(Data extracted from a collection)

****

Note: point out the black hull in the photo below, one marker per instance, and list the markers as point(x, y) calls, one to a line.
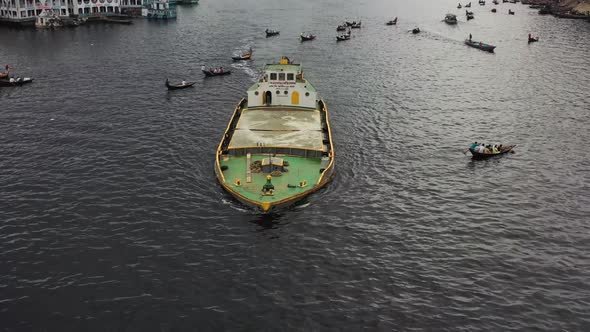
point(210, 74)
point(239, 58)
point(483, 47)
point(477, 155)
point(7, 83)
point(179, 86)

****

From the first line to the last, retype the data above exactly, but not its images.

Note: point out the black hull in the photo below, one marker per instance, and list the markers as point(x, y) calls, one to a line.
point(210, 74)
point(239, 58)
point(483, 47)
point(477, 155)
point(7, 83)
point(179, 86)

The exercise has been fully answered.